Write out each of the following rows line for line, with no changes.

ENTRIES |
---+---

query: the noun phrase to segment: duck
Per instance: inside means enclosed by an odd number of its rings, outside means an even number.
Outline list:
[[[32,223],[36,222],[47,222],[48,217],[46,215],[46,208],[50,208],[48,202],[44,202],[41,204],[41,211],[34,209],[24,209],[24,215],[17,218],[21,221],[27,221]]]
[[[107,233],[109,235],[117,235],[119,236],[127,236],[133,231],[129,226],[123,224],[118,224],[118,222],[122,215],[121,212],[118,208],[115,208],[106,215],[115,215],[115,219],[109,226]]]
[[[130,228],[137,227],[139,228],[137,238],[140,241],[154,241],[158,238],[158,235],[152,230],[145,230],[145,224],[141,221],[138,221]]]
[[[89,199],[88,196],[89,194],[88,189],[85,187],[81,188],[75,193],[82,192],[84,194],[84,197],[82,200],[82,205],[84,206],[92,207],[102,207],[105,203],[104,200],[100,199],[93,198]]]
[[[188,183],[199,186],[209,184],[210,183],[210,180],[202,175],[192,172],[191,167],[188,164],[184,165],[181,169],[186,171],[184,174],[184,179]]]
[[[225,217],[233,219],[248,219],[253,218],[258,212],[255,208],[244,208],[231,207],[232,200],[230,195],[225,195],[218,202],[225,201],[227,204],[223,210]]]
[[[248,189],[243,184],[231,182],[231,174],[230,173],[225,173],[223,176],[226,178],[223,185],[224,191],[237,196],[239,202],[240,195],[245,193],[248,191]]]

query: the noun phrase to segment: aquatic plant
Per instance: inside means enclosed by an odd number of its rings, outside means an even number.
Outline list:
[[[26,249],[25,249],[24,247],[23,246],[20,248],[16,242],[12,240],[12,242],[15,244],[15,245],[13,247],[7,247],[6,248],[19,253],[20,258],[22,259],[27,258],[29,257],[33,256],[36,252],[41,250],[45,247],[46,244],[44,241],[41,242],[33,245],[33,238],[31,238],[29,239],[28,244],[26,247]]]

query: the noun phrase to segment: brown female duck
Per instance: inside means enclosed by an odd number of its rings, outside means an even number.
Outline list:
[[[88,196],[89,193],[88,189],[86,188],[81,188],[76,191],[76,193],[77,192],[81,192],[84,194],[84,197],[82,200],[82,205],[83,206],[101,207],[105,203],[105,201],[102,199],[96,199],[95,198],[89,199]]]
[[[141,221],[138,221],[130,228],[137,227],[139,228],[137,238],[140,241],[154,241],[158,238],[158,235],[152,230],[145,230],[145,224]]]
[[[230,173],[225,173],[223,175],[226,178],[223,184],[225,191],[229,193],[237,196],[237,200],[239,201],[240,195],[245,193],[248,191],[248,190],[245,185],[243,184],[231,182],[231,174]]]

---+---

THE RESPONSE |
query: the noun phrase to segment: duck
Per instance: inside means enclosed by an odd number of its rings, outside means an even number.
Outline list:
[[[32,223],[36,222],[47,222],[48,217],[46,215],[46,208],[50,208],[48,202],[44,202],[41,204],[41,211],[34,209],[24,209],[24,215],[17,218],[21,221],[27,221]]]
[[[107,233],[109,235],[117,235],[119,236],[127,236],[133,231],[129,226],[123,224],[118,224],[118,222],[122,215],[121,212],[118,208],[115,208],[106,215],[115,215],[115,219],[109,226]]]
[[[130,228],[137,227],[139,228],[137,238],[140,241],[154,241],[158,238],[158,235],[152,230],[145,230],[145,224],[141,221],[138,221]]]
[[[89,199],[88,196],[89,194],[88,189],[85,187],[81,188],[75,193],[82,192],[84,194],[84,197],[82,200],[82,205],[84,206],[92,207],[102,207],[105,203],[104,200],[100,199],[93,198]]]
[[[188,183],[199,186],[209,184],[210,183],[210,180],[202,175],[192,172],[191,167],[188,164],[184,165],[181,169],[186,171],[184,174],[184,179]]]
[[[225,217],[233,219],[248,219],[253,218],[258,212],[255,208],[244,208],[231,207],[232,200],[230,195],[225,195],[218,202],[225,201],[227,204],[223,210]]]
[[[248,189],[243,184],[231,182],[231,174],[230,173],[225,173],[223,176],[226,178],[223,185],[224,191],[237,196],[239,202],[240,195],[245,193],[248,191]]]

query: the noun phrase to segment: aquatic plant
Per instance: inside means enclosed by an odd number of its rings, outside means an even number.
Outline list:
[[[26,249],[25,249],[24,247],[23,246],[20,248],[16,242],[12,240],[12,242],[15,244],[15,245],[13,247],[7,247],[6,248],[19,253],[20,258],[22,259],[27,258],[29,257],[33,256],[36,252],[41,250],[45,247],[46,244],[44,241],[41,242],[33,245],[33,238],[31,238],[29,239],[28,244],[26,247]]]

query: the noun phrase to segment: brown female duck
Per instance: inside means enclosed by an odd number of its rings, outside means an even number.
Outline list:
[[[88,196],[89,193],[88,189],[86,188],[81,188],[76,191],[76,193],[77,192],[81,192],[84,194],[84,197],[82,200],[82,205],[83,206],[101,207],[105,203],[105,201],[102,199],[96,199],[95,198],[89,199]]]
[[[141,221],[138,221],[130,228],[137,227],[139,228],[137,238],[140,241],[154,241],[158,238],[158,235],[152,230],[145,230],[145,224]]]
[[[230,173],[225,173],[223,175],[226,178],[223,184],[225,191],[229,193],[237,196],[237,200],[239,201],[240,195],[245,193],[248,191],[248,190],[245,185],[243,184],[231,182],[231,174]]]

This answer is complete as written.